Contour annotation records

=====

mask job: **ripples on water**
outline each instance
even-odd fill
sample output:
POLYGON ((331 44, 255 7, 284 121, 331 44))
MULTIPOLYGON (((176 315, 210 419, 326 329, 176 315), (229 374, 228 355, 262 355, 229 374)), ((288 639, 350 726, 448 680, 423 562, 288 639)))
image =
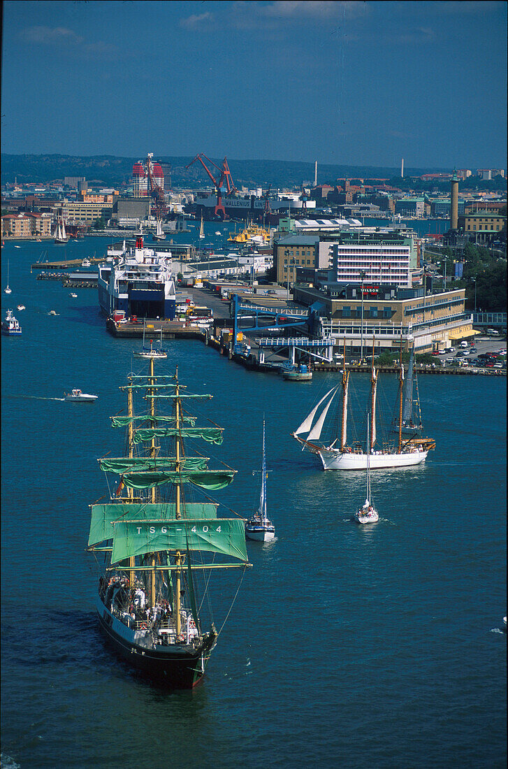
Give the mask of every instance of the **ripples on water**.
MULTIPOLYGON (((36 281, 29 245, 16 255, 27 309, 22 337, 2 344, 2 766, 504 766, 506 380, 420 377, 437 449, 373 471, 380 520, 362 527, 363 474, 323 472, 290 437, 337 378, 300 388, 168 341, 169 365, 214 394, 199 411, 226 430, 210 453, 238 469, 217 497, 245 514, 264 414, 277 536, 247 542, 253 568, 204 681, 168 693, 105 645, 85 552, 88 505, 107 493, 96 459, 121 451, 108 417, 138 342, 105 333, 93 291, 78 307, 36 281), (58 402, 73 386, 98 401, 58 402)), ((395 378, 383 388, 390 400, 395 378)), ((231 574, 215 582, 235 589, 231 574)), ((219 598, 219 627, 227 608, 219 598)))

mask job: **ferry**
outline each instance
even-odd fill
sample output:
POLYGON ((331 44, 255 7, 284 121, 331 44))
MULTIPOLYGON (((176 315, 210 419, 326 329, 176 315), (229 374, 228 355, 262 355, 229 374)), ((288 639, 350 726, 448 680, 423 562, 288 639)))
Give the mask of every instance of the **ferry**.
POLYGON ((143 245, 138 235, 134 247, 125 245, 112 262, 98 268, 98 288, 101 310, 108 317, 123 311, 125 317, 173 320, 176 288, 171 272, 171 251, 158 251, 143 245))

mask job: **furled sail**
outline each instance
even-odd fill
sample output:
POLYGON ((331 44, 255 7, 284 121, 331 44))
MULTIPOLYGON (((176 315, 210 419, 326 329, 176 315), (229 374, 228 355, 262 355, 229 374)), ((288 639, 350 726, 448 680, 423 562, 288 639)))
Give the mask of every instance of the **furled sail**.
MULTIPOLYGON (((214 502, 186 502, 181 510, 184 518, 216 518, 217 505, 214 502)), ((108 503, 91 505, 88 547, 112 539, 118 521, 174 521, 175 502, 108 503)))
POLYGON ((232 482, 236 470, 188 470, 181 472, 160 471, 154 472, 130 472, 121 476, 129 488, 152 488, 167 483, 193 483, 208 491, 224 488, 232 482))
POLYGON ((134 443, 151 441, 154 438, 202 438, 207 443, 220 446, 222 443, 222 428, 146 428, 136 430, 132 440, 134 443))
POLYGON ((220 553, 247 561, 244 519, 178 519, 159 524, 141 521, 115 523, 111 564, 161 550, 220 553))
POLYGON ((334 392, 334 394, 330 398, 330 401, 326 404, 325 408, 323 409, 323 413, 321 414, 320 417, 319 418, 319 419, 317 420, 317 421, 314 424, 314 428, 312 428, 312 430, 310 431, 310 432, 307 435, 307 441, 317 441, 317 440, 319 440, 320 436, 321 434, 321 430, 323 429, 323 425, 324 424, 324 420, 326 419, 327 414, 328 413, 328 409, 331 406, 332 401, 334 400, 334 398, 335 398, 335 395, 337 394, 337 388, 335 388, 334 390, 335 390, 335 391, 334 392))
POLYGON ((319 407, 321 405, 321 404, 323 403, 323 401, 326 401, 326 399, 327 398, 327 397, 330 394, 330 393, 332 392, 332 391, 336 390, 336 389, 337 389, 337 388, 332 388, 331 390, 329 390, 328 392, 326 394, 326 395, 324 395, 324 397, 321 398, 321 400, 319 401, 319 403, 317 404, 317 405, 315 406, 312 409, 312 411, 309 414, 308 417, 305 418, 305 419, 301 423, 301 424, 300 425, 300 427, 298 428, 298 429, 294 431, 294 434, 295 435, 299 435, 300 433, 305 433, 305 432, 308 432, 309 431, 309 430, 310 429, 310 426, 312 424, 312 421, 313 421, 314 416, 316 415, 316 411, 317 411, 317 409, 319 408, 319 407))
MULTIPOLYGON (((136 422, 141 421, 151 421, 154 418, 158 422, 171 422, 171 424, 176 422, 175 417, 160 417, 158 414, 152 417, 151 414, 145 414, 138 417, 110 417, 109 418, 111 421, 112 428, 125 428, 128 424, 135 424, 136 422)), ((180 421, 183 421, 184 424, 191 424, 194 427, 196 424, 196 418, 181 416, 180 421)))
POLYGON ((403 399, 402 402, 403 423, 410 423, 413 421, 413 369, 414 368, 414 347, 411 348, 407 367, 407 376, 404 383, 403 399))
MULTIPOLYGON (((178 459, 181 470, 206 470, 208 457, 184 457, 178 459)), ((176 457, 108 457, 99 459, 101 470, 105 473, 123 474, 131 471, 157 472, 158 470, 174 470, 176 457)))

=====

Reproduce all of the records above verbatim, including every line of them, but omit the pictures.

mask job: **ripples on water**
outline each instance
even-odd fill
sample output:
POLYGON ((331 44, 255 7, 284 121, 331 44))
MULTIPOLYGON (((176 315, 210 419, 326 329, 176 315), (229 374, 228 355, 262 355, 229 374)), ((288 639, 350 726, 448 680, 423 562, 288 639)))
image =
Give the mask of every instance of the **ripples on water**.
MULTIPOLYGON (((36 281, 29 245, 16 255, 27 309, 22 337, 2 344, 2 766, 504 766, 506 380, 420 377, 437 449, 373 471, 380 520, 362 527, 363 474, 323 472, 290 437, 337 378, 300 388, 168 341, 169 365, 214 394, 199 411, 226 430, 210 453, 238 469, 217 497, 245 514, 264 414, 277 536, 247 542, 253 568, 204 681, 168 693, 105 645, 85 552, 88 505, 107 493, 96 459, 121 451, 108 417, 138 342, 105 333, 93 291, 78 307, 36 281), (58 402, 73 386, 98 401, 58 402)), ((395 378, 383 388, 390 400, 395 378)), ((231 574, 215 582, 235 589, 231 574)), ((219 598, 219 627, 227 608, 219 598)))

mask job: **ferry**
outline each instance
even-odd fill
sample output:
POLYGON ((331 44, 255 7, 284 121, 331 44))
MULTIPOLYGON (((176 315, 210 419, 326 329, 176 315), (229 374, 228 355, 262 355, 229 374)), ((288 639, 350 726, 448 680, 423 562, 288 639)))
Give the mask of every instance of the **ferry**.
POLYGON ((143 245, 138 235, 134 247, 125 245, 112 262, 98 268, 98 288, 101 310, 108 317, 123 311, 125 317, 173 320, 176 288, 171 272, 171 251, 158 251, 143 245))

mask job: **furled sail**
outline each instance
even-odd fill
sample output:
POLYGON ((331 44, 255 7, 284 121, 331 44))
MULTIPOLYGON (((176 315, 210 419, 326 329, 176 315), (229 374, 228 355, 262 355, 229 374)), ((288 639, 350 726, 448 680, 423 562, 288 639)))
Give the mask of every instance of the **furled sail**.
MULTIPOLYGON (((214 502, 186 502, 181 510, 184 518, 216 518, 217 505, 214 502)), ((108 503, 91 505, 88 547, 112 539, 118 521, 174 521, 175 502, 108 503)))
POLYGON ((232 482, 236 470, 188 470, 181 472, 160 471, 154 472, 130 472, 121 476, 129 488, 152 488, 167 483, 193 483, 208 491, 224 488, 232 482))
POLYGON ((134 443, 151 441, 154 438, 202 438, 207 443, 220 446, 222 443, 222 428, 146 428, 136 430, 132 440, 134 443))
POLYGON ((220 553, 247 561, 244 519, 178 519, 159 524, 141 521, 115 523, 111 564, 161 550, 220 553))
POLYGON ((334 392, 334 394, 330 398, 330 401, 326 404, 325 408, 323 409, 323 413, 321 414, 320 417, 319 418, 319 419, 317 420, 317 421, 314 424, 314 428, 312 428, 312 430, 310 431, 310 432, 307 435, 307 441, 317 441, 317 440, 319 440, 320 436, 321 434, 321 430, 323 429, 323 425, 324 424, 324 420, 326 419, 327 414, 328 413, 328 409, 331 406, 332 401, 334 400, 334 398, 335 398, 335 395, 337 394, 337 388, 335 388, 334 390, 335 390, 335 391, 334 392))
POLYGON ((319 407, 321 405, 321 404, 323 403, 323 401, 326 401, 326 399, 327 398, 327 397, 330 394, 330 393, 332 392, 332 391, 336 390, 336 389, 337 389, 337 388, 332 388, 331 390, 329 390, 328 392, 326 394, 326 395, 324 395, 324 397, 321 398, 321 400, 319 401, 319 403, 317 404, 317 405, 315 406, 312 409, 312 411, 309 414, 308 417, 305 418, 305 419, 301 423, 301 424, 300 425, 300 427, 298 428, 298 429, 294 431, 294 434, 295 435, 299 435, 300 433, 305 433, 305 432, 308 432, 309 431, 309 430, 310 429, 310 426, 312 424, 312 421, 313 421, 314 416, 316 415, 316 411, 317 411, 317 409, 319 408, 319 407))
MULTIPOLYGON (((136 422, 141 421, 151 421, 154 418, 158 422, 171 422, 171 424, 176 422, 175 417, 160 417, 158 414, 152 417, 151 414, 145 414, 138 417, 110 417, 109 418, 111 421, 112 428, 125 428, 128 424, 135 424, 136 422)), ((180 421, 183 421, 184 424, 191 424, 194 427, 196 424, 196 418, 181 416, 180 421)))
POLYGON ((403 399, 402 402, 403 423, 410 423, 413 421, 413 369, 414 368, 414 347, 411 348, 407 367, 407 376, 404 383, 403 399))
MULTIPOLYGON (((178 459, 181 470, 206 470, 208 457, 184 457, 178 459)), ((176 457, 108 457, 99 459, 101 470, 105 473, 123 474, 131 471, 157 472, 158 470, 174 470, 176 457)))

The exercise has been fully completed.